▸ ТЕКСТ УПРАЖНЕНИЯ:
Читать «Палачи и жертвы» онлайн - страница 27

Кирилл Анатольевич Столяров

Начальник санчасти Лефортовской тюрьмы МГБ СССР — подполковник медицинской службы — Яншин».

Сохранились и другие документы того периода с «гуманными» врачебными предписаниями: «Допрашивать только лежа в течение 2–х часов». Полагаю, что комментарии излишни.

А вот еще выдержки из писем, направленных «дорогим Л. П. и Г. М.» осенью того же 1952 года: «…прошло уже более года, а меня по–прежнему беспрерывно допрашивают… Все это время мне ставили большое количество вопросов — странных, нелепых и просто провокационных. Например, вопрос о суде над «ленинградцами»: «Почему я добился расстрела Вознесенского, Кузнецова и других?» Вы же хорошо знаете, как все было. Следователь Рюмин должен знать, что такие вопросы решает ЦК, но почему–то спрашивает об этом у меня… Теперь новая линия. Продолжают меня мучить, называя «узурпатором». Приводят умопомрачительные показания различных лиц. Многие сидели в холодильнике и лгут кто как может. Об этом страшилище–холодильнике я писал Вам прошлый раз…»

«Сколько вранья, клеветы и грязи написано на бумаге. Они, очевидно, должны взять отказные протоколы от людей, которые врали и клеветали. Иначе как можно оставить бумаги с такими записями…

Может быть, было бы лучше закончить всю эту историю до отъезда тов. Сталина в отпуск? Говорю это потому, что иногда в период отпуска некоторые вопросы решались острее. Поймите мое положение и поэтому извините меня за такой совет.

Еще раз прошу вас о жене и ребенке. Верните их домой. У жены здоровье плохое, а ребенку нужен воздух. Иначе можно погубить и ее, и моего дорогого единственного сына. Прошу Вас, помогите мне в этом…

Л. П., записку, которую я написал Вам, оставьте у себя.

Всегда Ваш — В. Абакумов».

Два последних письма Абакумова приведены мною далеко не полностью, потому что в них множество смысловых повторов. В частности, о «ленинградском деле» и подозрительном к нему интересе со стороны Рюмина. У писем есть еще одна особенность: все они снабжены постскриптумами, в которых Абакумов заверяет Берию в неизменной преданности, клянется, что «всем сердцем любит тов. Сталина и тов. Берия», называет его «самым близким человеком», намекает, что «крепко пригодится в будущем», и т. п. Что это — искренние признания или вынужденная ложь? Мыслимо ли «всем сердцем любить» тех, кто обрек тебя на нечеловеческие муки?

▸ ЗАДАНИЕ:
Перепишите без изменений фрагмент текста о письмах Абакумова, который начинается со слов «Еще раз прошу» и заканчивается словами «оставьте у себя.». Записи, приведённые ниже, для работы не понадобятся.

▸ ИСХОДНЫЕ ДАННЫЕ:
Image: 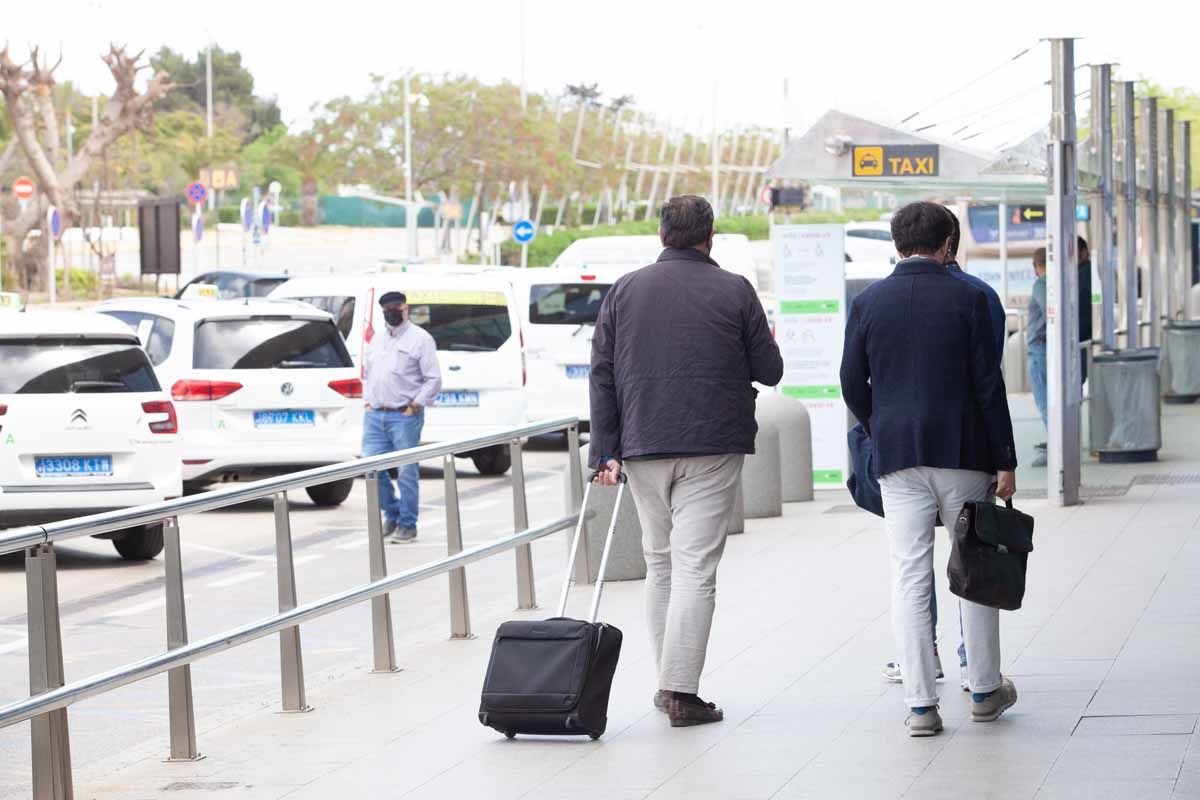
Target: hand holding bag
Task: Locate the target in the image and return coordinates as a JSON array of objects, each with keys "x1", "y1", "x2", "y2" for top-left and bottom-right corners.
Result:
[{"x1": 946, "y1": 500, "x2": 1033, "y2": 610}]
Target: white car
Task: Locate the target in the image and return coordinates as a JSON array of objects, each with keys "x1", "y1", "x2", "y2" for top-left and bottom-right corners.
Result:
[
  {"x1": 551, "y1": 234, "x2": 758, "y2": 291},
  {"x1": 270, "y1": 272, "x2": 527, "y2": 475},
  {"x1": 97, "y1": 299, "x2": 362, "y2": 506},
  {"x1": 0, "y1": 311, "x2": 182, "y2": 559},
  {"x1": 515, "y1": 267, "x2": 619, "y2": 428}
]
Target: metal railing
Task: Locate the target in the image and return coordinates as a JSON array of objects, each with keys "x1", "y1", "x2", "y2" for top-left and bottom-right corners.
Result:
[{"x1": 0, "y1": 417, "x2": 590, "y2": 800}]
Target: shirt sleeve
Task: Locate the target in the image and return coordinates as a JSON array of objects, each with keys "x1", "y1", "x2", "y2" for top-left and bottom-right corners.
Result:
[{"x1": 413, "y1": 336, "x2": 442, "y2": 407}]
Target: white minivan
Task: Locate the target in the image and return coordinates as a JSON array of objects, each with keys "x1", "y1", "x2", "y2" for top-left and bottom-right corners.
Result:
[
  {"x1": 270, "y1": 272, "x2": 527, "y2": 475},
  {"x1": 0, "y1": 311, "x2": 182, "y2": 559},
  {"x1": 97, "y1": 299, "x2": 362, "y2": 506}
]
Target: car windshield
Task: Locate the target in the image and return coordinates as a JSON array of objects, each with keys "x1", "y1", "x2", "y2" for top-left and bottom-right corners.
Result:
[
  {"x1": 192, "y1": 315, "x2": 354, "y2": 369},
  {"x1": 408, "y1": 290, "x2": 512, "y2": 353},
  {"x1": 529, "y1": 283, "x2": 611, "y2": 325},
  {"x1": 0, "y1": 337, "x2": 158, "y2": 395}
]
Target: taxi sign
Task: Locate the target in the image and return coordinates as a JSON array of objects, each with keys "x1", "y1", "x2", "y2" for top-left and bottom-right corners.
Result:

▸ РЕШЕНИЕ:
Еще раз прошу вас о жене и ребенке. Верните их домой. У жены здоровье плохое, а ребенку нужен воздух. Иначе можно погубить и ее, и моего дорогого единственного сына. Прошу Вас, помогите мне в этом…

Л. П., записку, которую я написал Вам, оставьте у себя.